SET EXERCISE.
Rewrite the lines below, putting "dry grass" in place of "tall grass" wherever it occurs and leaving everything else the same.

SUPPLIED ENTRIES.

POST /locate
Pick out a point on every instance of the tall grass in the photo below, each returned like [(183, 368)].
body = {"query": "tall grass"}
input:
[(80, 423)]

EXERCISE RESPONSE.
POST /locate
Pick out a point on every instance of the dry grass in the photo below, each returned like [(183, 368)].
body = {"query": "dry grass"}
input:
[(80, 423)]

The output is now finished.